What to do
Arrange every line of the records below as a numbered list, with blank lines skipped and the pictures left out.
☆ ☆ ☆ ☆ ☆ ☆ ☆
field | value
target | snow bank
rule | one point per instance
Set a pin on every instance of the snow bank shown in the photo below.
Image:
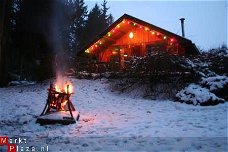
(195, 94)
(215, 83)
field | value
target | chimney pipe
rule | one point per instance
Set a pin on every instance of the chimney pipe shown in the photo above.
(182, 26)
☆ ☆ ☆ ☆ ☆ ☆ ☆
Complete answer
1. field | value
2. target | snow bank
3. rule | one point per instance
4. Set a pin on every instance of the snow bank shown in the photo below.
5. Image:
6. (195, 94)
7. (215, 83)
8. field | value
9. target | chimney pipe
10. rule | one point per instance
11. Set a pin on every instance of the chimney pipe shown in the photo above.
12. (182, 26)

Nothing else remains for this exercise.